▶ _Exercise requirements_
Put every line of the listing below into a Markdown table with two columns, No. and Text, numbering the rows in order and skipping any blank lines.

▶ _Task input_
"""
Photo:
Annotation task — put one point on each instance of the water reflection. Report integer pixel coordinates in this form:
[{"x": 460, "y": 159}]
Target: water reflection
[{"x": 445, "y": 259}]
"""
▶ _Task output_
| No. | Text |
|---|---|
| 1 | Photo: |
| 2 | Annotation task — put one point on each instance of the water reflection. Report integer pixel coordinates in this form: |
| 3 | [{"x": 460, "y": 159}] |
| 4 | Target: water reflection |
| 5 | [{"x": 445, "y": 259}] |